• _DIRECTIVES_
A - In the Ultraman Decker recap, restate the part starting with "Speaking of retrospective" and going on through "Spheres destroyed everything.", substituting "cookout" for "picnic".
B - Answer these questions from the Ultraman Decker recap:
(i) What is the title of episode 22?
(ii) What was the name of the experiment in which humanity tried to use the Spheres as a power source?
(iii) According to Agams, what crashed on Planet Bazdo?
C - Write the next part of the Ultraman Decker recap, picking up after its last sentence.

• _PASSAGE TO READ_
◆ ◆ ◆ ◆ ◆

Previously on Ultraman Decker, the war against the Spheres grew more intense, after an ill-fated attempt at using the Spheres themselves as a power source backfired. The Earth was only narrowly saved from complete disaster thanks to the unexpected arrival of a new ally – or rather, an old ally, depending on how one looks at the timeline in this series.
Ultraman Dyna’s help was greatly appreciated by many fans, but it was also necessary to inspire Asumi Kanata, knocking him out of a state of paralyzed anxiety over his mission as Ultraman Decker.
Wait, does that still count as a spoiler now that we’re over a week out from episode 21? Regardless, there will be plenty of other spoilers elsewhere in this recap article, so readers should consider themselves warned if they haven’t seen episode 22, “The Fall of Bazdo” yet.
With the finale only a few weeks away now, things are quickly escalating on all fronts in this episode. Kanata and his comrades in GUTS Select have united in their determination to protect the Earth with all their strength and courage and have found allies with other Ultraman heroes who fight elsewhere in space, or even elsewhere in other dimensions. With those allies, that shared sense of determination, and their immensely powerful advanced technology, they helped to fight back a threat which almost seemed unstoppable last week.
But while the GUTS-Select team has grown stronger over the course of the season, the main antagonist they face – the Alien Bazdo, Agams, who swore vengeance against humanity and the Earth – hasn’t been idle either. Last week, his showdown with the Terraphaser robot against the combined strength of Decker and Dyna ended in a draw. Agams seemingly was forced to retreat after somehow being injured by the Terraphaser itself. The audience learns in this episode that to make the Terraphaser even stronger, he resorted to shockingly drastic means – using the Spheres to give more energy to his giant robot!
The fact that humanity attempted to do the exact same thing last week, with the S-Plasma reactor experiment, is a very intentional bit of irony in retrospect.
Speaking of retrospective irony, this week doesn’t pick up immediately after the big climatic fight at the end of the previous episode. Instead, the “cold” open of the show began with a scene that was unexpectedly peaceful and pleasant, and at first seemed to be a video of a happy afternoon picnic on Earth.
The context for the flashback was quickly revealed as one of Agams’ memories, from his home planet and the life he had before the Spheres destroyed everything.
And I mean everything. Not even his dog was spared! But aside from giving the audience a little more sympathy for the sense of despair and anger Agams still nurtures against humanity, I think this opening scene does something very specific within the Ultraman franchise.
In fact, I think the framing of this scene as something that could easily be mistaken at first for a more mundane, everyday memory from Earth is very intentional as well, and adds even more tragedy onto Agams’ history.
Later, when Agams decides to contact GUTS Select and reveal his past to them, he claims that all this started – in the future – when a ship from Earth crashed on Planet Bazdo. They learned of humanity’s war against the Spheres from that ship, but also of the Ultraman heroes who fought to protect humanity. So, they did what they thought was the right thing, and tried to make use of their own advanced science to help them fight back.

◆ ◆ ◆ ◆ ◆

• _INFORMATION GIVEN_
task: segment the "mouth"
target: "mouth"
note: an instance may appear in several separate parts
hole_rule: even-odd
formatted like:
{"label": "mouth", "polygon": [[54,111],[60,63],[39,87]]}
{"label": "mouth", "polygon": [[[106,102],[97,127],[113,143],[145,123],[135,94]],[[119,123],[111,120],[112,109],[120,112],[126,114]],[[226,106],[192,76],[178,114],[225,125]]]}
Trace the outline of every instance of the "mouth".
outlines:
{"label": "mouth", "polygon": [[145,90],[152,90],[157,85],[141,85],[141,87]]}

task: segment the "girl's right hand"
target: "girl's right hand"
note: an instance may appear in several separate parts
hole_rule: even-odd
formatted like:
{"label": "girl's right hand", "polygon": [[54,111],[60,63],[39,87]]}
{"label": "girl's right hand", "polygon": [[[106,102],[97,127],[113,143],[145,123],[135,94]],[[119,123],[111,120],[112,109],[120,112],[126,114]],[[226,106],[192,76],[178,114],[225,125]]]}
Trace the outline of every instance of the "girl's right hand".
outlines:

◆ ◆ ◆ ◆ ◆

• _EXPECTED RESPONSES_
A -
Speaking of retrospective irony, this week doesn’t pick up immediately after the big climatic fight at the end of the previous episode. Instead, the “cold” open of the show began with a scene that was unexpectedly peaceful and pleasant, and at first seemed to be a video of a happy afternoon cookout on Earth.
The context for the flashback was quickly revealed as one of Agams’ memories, from his home planet and the life he had before the Spheres destroyed everything.

B -
(i) "The Fall of Bazdo"
(ii) The S-Plasma reactor experiment
(iii) A ship from Earth

C -
I think that opening scene mirrors what we would expect a familiar scene on Earth to feel like because this sequence of events also mirrors something we’ve seen many, many times over the Ultraman franchise. A chance encounter across space which united alien races together, bringing war but also new connections, new bonds that could create hope – and new strength from that hope. A very similar bond united humanity to Ultraman from the very first series, and we continue to see how those bonds play out in other shows across the 56 years of the franchise’s history. It’s a key theme of the entire universe, you could say!
Only here, instead of bringing new bonds of hope, this chance encounter from across the stars destroyed Planet Bazdo.
This single episode, and Agams’ flashback within this scene, flipped my entire perspective on Agams himself – from an obstinate villain filled with self-destructive rage, to a darkly inverted mirror of humanity itself. It’s all too easy to imagine what human beings would have chosen to do if our planet was destroyed in the wake of, say, Ultraman’s fight against Bemular from the first episode of the original Ultraman series in 1966.
Even more tragically, despite the audience being left with this new understanding and empathy, the conflict against Agams has reached a tipping point. In the previous episode, Kanata literally slapped himself back to his senses and swore to fight as Decker despite his doubts about the possible futures into which his actions could lead. This was shown as a victory at the time, it allowed him to fight as Decker once again, and stand alongside Ultraman Dyna to defeat the terrifyingly powerful Sphere-Geomos.
But Kanata has made one very, very crucial mistake. He thinks that to save the Earth from the Spheres, and to stop Agams’ revenge, he only just has to be strong enough to fight back against them and destroy them first.
As I mentioned, the real power of Ultraman isn’t just about being strong enough to fight and defeat monsters. Rather, it’s about the strength that the heroes from each show create by their bonds with others, across space and time! Readers might think that I’m just griping about semantics here, after all, don’t these episodes just come down to blasting a monster with colorful beams of energy until they explode anyways?
The final fight in this episode shows why the distinction is crucial. Asumi Kanata fights with the power of Decker, with all his strength against Agams and the Terraphaser to try and defeat him once and for all. By this point in the show, his Dynamic Type form represents all the determination he has wrung from the events of each episode since he was first charged by own descendent with protecting the present-day Earth.
And it solves nothing.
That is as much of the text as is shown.